● Selected excerpt:
"""
Q5: Why is StorageClasses not automatically created after installation using Hwameistor-operator?

Probable reasons:

  1. The node has no remaining bare disks that can be automatically managed. You can check it by running the following command:

    kubectl get ld # Check disk
    kubectl get lsn <node-name> -o yaml # Check whether the disk is managed normally
  2. The hwameistor related components are not working properly. You can check it by running the following command:

    drbd-adapter is only needed when HA is enabled, if not, ignore the related error.

    kubectl get pod -n hwameistor # Confirm whether the pod is running 
    kubectl get hmcluster -o yaml # View the health field

Q6: How to expand the storage pool manually?

When is manually expanding storage needed:

  • To use the disk partition(#1387)
  • Same serial number is shared between different disks(#1450,#1449)

Manual expansion steps:

  1. Create and expand storage pool

      $ vgcreate LocalStorage_PoolHDD /dev/sdb

    LocalStorage_PoolHDD is the StoragePool name for HDD type disk. Other optional names are LocalStorage_PoolSSD for SSD type and LocalStorage_PoolNVMe for NVMe type.
"""
● Material:
"""
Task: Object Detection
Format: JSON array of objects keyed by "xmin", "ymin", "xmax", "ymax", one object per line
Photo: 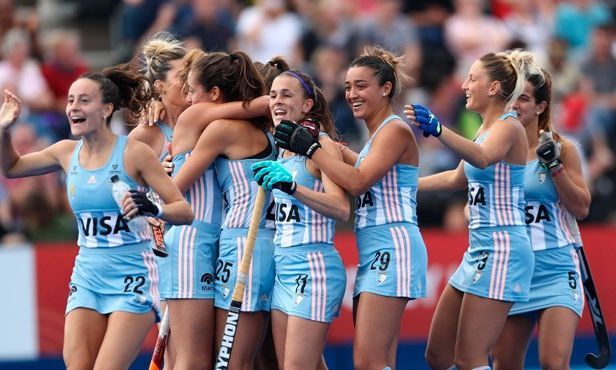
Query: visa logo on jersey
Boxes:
[
  {"xmin": 79, "ymin": 214, "xmax": 130, "ymax": 236},
  {"xmin": 355, "ymin": 191, "xmax": 374, "ymax": 208},
  {"xmin": 275, "ymin": 202, "xmax": 301, "ymax": 222}
]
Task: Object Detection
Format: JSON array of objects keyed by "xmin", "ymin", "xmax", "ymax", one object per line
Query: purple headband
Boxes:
[{"xmin": 283, "ymin": 71, "xmax": 315, "ymax": 99}]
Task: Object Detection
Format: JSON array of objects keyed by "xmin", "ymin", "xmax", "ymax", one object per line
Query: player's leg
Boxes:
[
  {"xmin": 167, "ymin": 299, "xmax": 215, "ymax": 370},
  {"xmin": 62, "ymin": 308, "xmax": 107, "ymax": 370},
  {"xmin": 426, "ymin": 284, "xmax": 463, "ymax": 370},
  {"xmin": 255, "ymin": 320, "xmax": 278, "ymax": 370},
  {"xmin": 94, "ymin": 311, "xmax": 156, "ymax": 370},
  {"xmin": 353, "ymin": 293, "xmax": 408, "ymax": 370},
  {"xmin": 455, "ymin": 293, "xmax": 513, "ymax": 370},
  {"xmin": 539, "ymin": 307, "xmax": 580, "ymax": 369},
  {"xmin": 284, "ymin": 316, "xmax": 329, "ymax": 370},
  {"xmin": 216, "ymin": 308, "xmax": 269, "ymax": 370},
  {"xmin": 271, "ymin": 309, "xmax": 288, "ymax": 370},
  {"xmin": 492, "ymin": 315, "xmax": 535, "ymax": 370}
]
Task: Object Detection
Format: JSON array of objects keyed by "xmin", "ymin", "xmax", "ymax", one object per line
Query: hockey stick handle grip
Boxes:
[{"xmin": 232, "ymin": 186, "xmax": 265, "ymax": 302}]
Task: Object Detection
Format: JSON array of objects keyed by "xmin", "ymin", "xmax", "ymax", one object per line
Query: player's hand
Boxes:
[
  {"xmin": 404, "ymin": 104, "xmax": 443, "ymax": 137},
  {"xmin": 250, "ymin": 161, "xmax": 297, "ymax": 195},
  {"xmin": 124, "ymin": 189, "xmax": 163, "ymax": 219},
  {"xmin": 160, "ymin": 154, "xmax": 175, "ymax": 176},
  {"xmin": 147, "ymin": 99, "xmax": 166, "ymax": 126},
  {"xmin": 274, "ymin": 120, "xmax": 321, "ymax": 158},
  {"xmin": 0, "ymin": 89, "xmax": 21, "ymax": 130},
  {"xmin": 535, "ymin": 130, "xmax": 562, "ymax": 170}
]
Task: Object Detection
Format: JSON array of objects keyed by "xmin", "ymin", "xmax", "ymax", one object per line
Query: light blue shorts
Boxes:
[
  {"xmin": 272, "ymin": 244, "xmax": 346, "ymax": 323},
  {"xmin": 449, "ymin": 226, "xmax": 535, "ymax": 302},
  {"xmin": 214, "ymin": 229, "xmax": 275, "ymax": 312},
  {"xmin": 66, "ymin": 241, "xmax": 159, "ymax": 319},
  {"xmin": 158, "ymin": 221, "xmax": 220, "ymax": 299},
  {"xmin": 353, "ymin": 223, "xmax": 428, "ymax": 299},
  {"xmin": 509, "ymin": 245, "xmax": 584, "ymax": 317}
]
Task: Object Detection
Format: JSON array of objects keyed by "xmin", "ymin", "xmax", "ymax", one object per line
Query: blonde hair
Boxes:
[
  {"xmin": 141, "ymin": 32, "xmax": 187, "ymax": 92},
  {"xmin": 479, "ymin": 49, "xmax": 543, "ymax": 106},
  {"xmin": 349, "ymin": 46, "xmax": 410, "ymax": 100}
]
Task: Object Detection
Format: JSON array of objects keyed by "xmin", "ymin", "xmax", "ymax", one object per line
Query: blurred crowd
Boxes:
[{"xmin": 0, "ymin": 0, "xmax": 616, "ymax": 244}]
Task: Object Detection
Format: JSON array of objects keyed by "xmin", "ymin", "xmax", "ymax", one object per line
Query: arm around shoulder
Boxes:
[{"xmin": 126, "ymin": 140, "xmax": 194, "ymax": 225}]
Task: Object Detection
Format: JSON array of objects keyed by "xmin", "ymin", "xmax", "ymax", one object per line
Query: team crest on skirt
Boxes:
[{"xmin": 539, "ymin": 172, "xmax": 546, "ymax": 184}]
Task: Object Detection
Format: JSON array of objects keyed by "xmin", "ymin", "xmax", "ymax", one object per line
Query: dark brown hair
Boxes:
[
  {"xmin": 349, "ymin": 46, "xmax": 410, "ymax": 100},
  {"xmin": 281, "ymin": 70, "xmax": 338, "ymax": 141},
  {"xmin": 254, "ymin": 56, "xmax": 291, "ymax": 91},
  {"xmin": 527, "ymin": 69, "xmax": 561, "ymax": 141},
  {"xmin": 79, "ymin": 64, "xmax": 152, "ymax": 123}
]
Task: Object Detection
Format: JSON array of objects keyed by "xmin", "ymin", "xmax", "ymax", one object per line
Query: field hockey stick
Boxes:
[
  {"xmin": 148, "ymin": 307, "xmax": 169, "ymax": 370},
  {"xmin": 216, "ymin": 186, "xmax": 265, "ymax": 370},
  {"xmin": 577, "ymin": 246, "xmax": 612, "ymax": 369},
  {"xmin": 567, "ymin": 217, "xmax": 612, "ymax": 369}
]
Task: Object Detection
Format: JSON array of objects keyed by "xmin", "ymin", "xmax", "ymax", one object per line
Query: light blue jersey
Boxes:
[
  {"xmin": 355, "ymin": 115, "xmax": 418, "ymax": 231},
  {"xmin": 66, "ymin": 136, "xmax": 151, "ymax": 248},
  {"xmin": 172, "ymin": 151, "xmax": 224, "ymax": 225},
  {"xmin": 272, "ymin": 149, "xmax": 336, "ymax": 247},
  {"xmin": 524, "ymin": 159, "xmax": 575, "ymax": 251},
  {"xmin": 214, "ymin": 132, "xmax": 277, "ymax": 229},
  {"xmin": 464, "ymin": 112, "xmax": 526, "ymax": 230},
  {"xmin": 154, "ymin": 121, "xmax": 173, "ymax": 162}
]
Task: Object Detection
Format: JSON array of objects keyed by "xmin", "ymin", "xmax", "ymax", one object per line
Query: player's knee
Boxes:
[
  {"xmin": 62, "ymin": 351, "xmax": 96, "ymax": 370},
  {"xmin": 539, "ymin": 351, "xmax": 569, "ymax": 370},
  {"xmin": 353, "ymin": 352, "xmax": 387, "ymax": 370},
  {"xmin": 493, "ymin": 350, "xmax": 524, "ymax": 370},
  {"xmin": 424, "ymin": 347, "xmax": 453, "ymax": 369},
  {"xmin": 175, "ymin": 356, "xmax": 213, "ymax": 370}
]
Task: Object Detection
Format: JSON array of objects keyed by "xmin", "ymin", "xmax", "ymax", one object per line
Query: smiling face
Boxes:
[
  {"xmin": 186, "ymin": 70, "xmax": 212, "ymax": 105},
  {"xmin": 270, "ymin": 74, "xmax": 314, "ymax": 126},
  {"xmin": 66, "ymin": 78, "xmax": 113, "ymax": 137},
  {"xmin": 462, "ymin": 60, "xmax": 497, "ymax": 112},
  {"xmin": 511, "ymin": 81, "xmax": 547, "ymax": 127},
  {"xmin": 344, "ymin": 66, "xmax": 392, "ymax": 119},
  {"xmin": 160, "ymin": 59, "xmax": 187, "ymax": 107}
]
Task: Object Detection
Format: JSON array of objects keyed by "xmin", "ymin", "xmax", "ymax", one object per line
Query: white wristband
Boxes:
[{"xmin": 154, "ymin": 203, "xmax": 163, "ymax": 218}]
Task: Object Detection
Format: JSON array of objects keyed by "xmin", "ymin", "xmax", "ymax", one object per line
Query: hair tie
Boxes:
[{"xmin": 283, "ymin": 71, "xmax": 315, "ymax": 99}]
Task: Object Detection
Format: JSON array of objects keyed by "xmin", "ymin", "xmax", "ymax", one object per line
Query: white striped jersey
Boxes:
[
  {"xmin": 214, "ymin": 132, "xmax": 277, "ymax": 229},
  {"xmin": 524, "ymin": 159, "xmax": 576, "ymax": 251},
  {"xmin": 154, "ymin": 121, "xmax": 173, "ymax": 162},
  {"xmin": 272, "ymin": 149, "xmax": 336, "ymax": 247},
  {"xmin": 66, "ymin": 136, "xmax": 151, "ymax": 248},
  {"xmin": 172, "ymin": 151, "xmax": 224, "ymax": 225},
  {"xmin": 355, "ymin": 115, "xmax": 419, "ymax": 230},
  {"xmin": 464, "ymin": 112, "xmax": 526, "ymax": 229}
]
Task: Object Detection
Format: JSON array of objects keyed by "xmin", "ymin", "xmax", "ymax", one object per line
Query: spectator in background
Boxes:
[
  {"xmin": 236, "ymin": 0, "xmax": 302, "ymax": 65},
  {"xmin": 178, "ymin": 0, "xmax": 235, "ymax": 51},
  {"xmin": 582, "ymin": 25, "xmax": 616, "ymax": 179},
  {"xmin": 445, "ymin": 0, "xmax": 511, "ymax": 81},
  {"xmin": 0, "ymin": 0, "xmax": 42, "ymax": 60},
  {"xmin": 41, "ymin": 30, "xmax": 89, "ymax": 140},
  {"xmin": 504, "ymin": 0, "xmax": 553, "ymax": 61},
  {"xmin": 301, "ymin": 0, "xmax": 357, "ymax": 61},
  {"xmin": 0, "ymin": 28, "xmax": 54, "ymax": 135},
  {"xmin": 312, "ymin": 46, "xmax": 362, "ymax": 150},
  {"xmin": 357, "ymin": 0, "xmax": 421, "ymax": 81},
  {"xmin": 554, "ymin": 0, "xmax": 612, "ymax": 61},
  {"xmin": 0, "ymin": 125, "xmax": 63, "ymax": 241}
]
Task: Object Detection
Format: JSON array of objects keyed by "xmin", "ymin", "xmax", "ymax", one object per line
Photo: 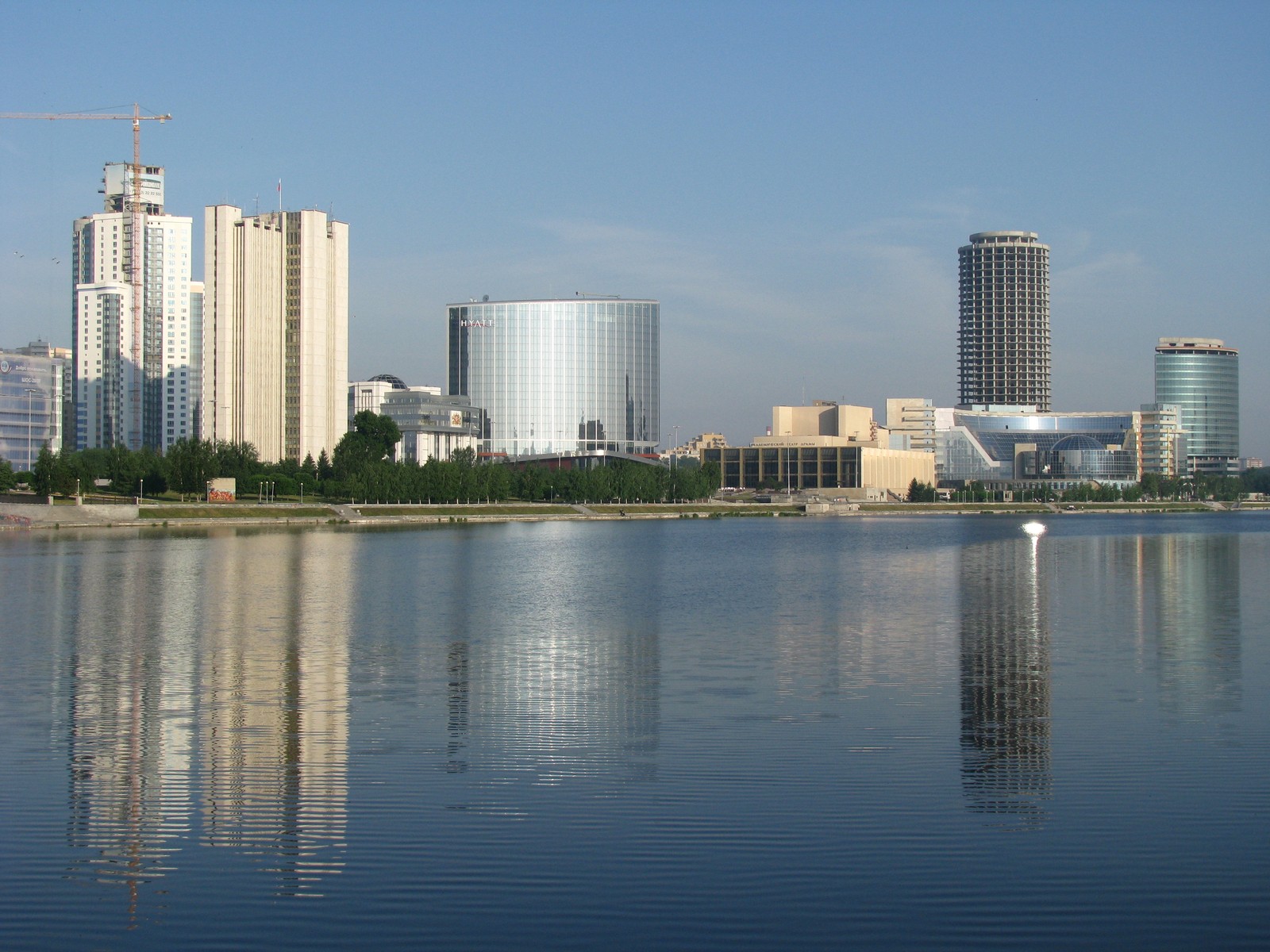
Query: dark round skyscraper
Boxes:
[{"xmin": 957, "ymin": 231, "xmax": 1050, "ymax": 411}]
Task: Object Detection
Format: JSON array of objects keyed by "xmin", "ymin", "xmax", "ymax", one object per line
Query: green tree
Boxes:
[
  {"xmin": 30, "ymin": 443, "xmax": 57, "ymax": 497},
  {"xmin": 165, "ymin": 438, "xmax": 218, "ymax": 495},
  {"xmin": 332, "ymin": 410, "xmax": 402, "ymax": 481}
]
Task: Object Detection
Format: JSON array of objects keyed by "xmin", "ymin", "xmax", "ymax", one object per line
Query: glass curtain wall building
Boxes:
[
  {"xmin": 935, "ymin": 410, "xmax": 1141, "ymax": 489},
  {"xmin": 0, "ymin": 351, "xmax": 62, "ymax": 472},
  {"xmin": 1156, "ymin": 338, "xmax": 1240, "ymax": 474},
  {"xmin": 447, "ymin": 297, "xmax": 660, "ymax": 455}
]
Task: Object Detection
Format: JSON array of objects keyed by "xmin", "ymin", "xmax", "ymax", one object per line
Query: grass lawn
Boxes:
[
  {"xmin": 354, "ymin": 503, "xmax": 578, "ymax": 518},
  {"xmin": 137, "ymin": 504, "xmax": 335, "ymax": 519}
]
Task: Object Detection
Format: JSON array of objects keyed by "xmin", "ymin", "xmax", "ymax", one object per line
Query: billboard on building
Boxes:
[{"xmin": 207, "ymin": 478, "xmax": 237, "ymax": 503}]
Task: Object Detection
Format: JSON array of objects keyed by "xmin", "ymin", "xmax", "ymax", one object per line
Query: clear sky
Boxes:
[{"xmin": 0, "ymin": 0, "xmax": 1270, "ymax": 457}]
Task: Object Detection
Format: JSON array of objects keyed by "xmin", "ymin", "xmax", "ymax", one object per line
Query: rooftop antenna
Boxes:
[{"xmin": 0, "ymin": 103, "xmax": 171, "ymax": 449}]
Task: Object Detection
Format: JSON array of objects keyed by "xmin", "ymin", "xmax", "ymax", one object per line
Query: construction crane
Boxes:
[{"xmin": 0, "ymin": 103, "xmax": 171, "ymax": 449}]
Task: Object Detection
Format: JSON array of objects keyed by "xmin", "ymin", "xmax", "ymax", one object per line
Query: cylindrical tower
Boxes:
[
  {"xmin": 1156, "ymin": 338, "xmax": 1240, "ymax": 474},
  {"xmin": 957, "ymin": 231, "xmax": 1050, "ymax": 411}
]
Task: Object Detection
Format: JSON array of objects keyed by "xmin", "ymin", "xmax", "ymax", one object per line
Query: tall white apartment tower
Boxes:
[
  {"xmin": 66, "ymin": 163, "xmax": 202, "ymax": 449},
  {"xmin": 201, "ymin": 205, "xmax": 348, "ymax": 461},
  {"xmin": 957, "ymin": 231, "xmax": 1050, "ymax": 413}
]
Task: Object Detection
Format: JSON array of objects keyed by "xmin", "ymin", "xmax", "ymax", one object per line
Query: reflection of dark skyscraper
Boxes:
[{"xmin": 960, "ymin": 537, "xmax": 1050, "ymax": 819}]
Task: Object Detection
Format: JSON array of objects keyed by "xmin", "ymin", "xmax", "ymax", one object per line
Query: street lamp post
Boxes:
[{"xmin": 27, "ymin": 387, "xmax": 38, "ymax": 472}]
"""
● Job 1:
List every kubectl command that appears in the HwameiStor FAQ excerpt, without its trailing comment.
● Job 2:
Summarize the HwameiStor FAQ excerpt in two sentences.
● Job 3:
Pick up the HwameiStor FAQ excerpt after its final sentence and continue it.

● Answer 1:
kubectl get ld
kubectl get lsn <node-name> -o yaml
kubectl get pod -n hwameistor
kubectl get hmcluster -o yaml

● Answer 2:
StorageClasses may not be created automatically after installation with Hwameistor-operator because the node has no remaining bare disks that can be automatically managed or because the hwameistor components are not working properly, and kubectl commands are given to check each cause. The storage pool must be expanded manually to use a disk partition or when different disks share the same serial number, and the first step is to create and expand the pool with vgcreate.

● Answer 3:
    If you want to expand the storage pool with disk partition, you can use the following command:

      $ vgcreate LocalStorage_PoolHDD /dev/sdb1

    If storage pool is already exist, you can use the following command:

      $ vgextend LocalStorage_PoolHDD /dev/sdb1
  2. Check the status of the node storage pool and confirm that the disk is added to the storage pool like this:

      $ kubectl get lsn node1 -oyaml
    apiVersion: hwameistor.io/v1alpha1
    kind: LocalStorageNode
    ...
    pools:
    LocalStorage_PoolHDD:
    class: HDD
    disks:
    - capacityBytes: 17175674880
    devPath: /dev/sdb
    ...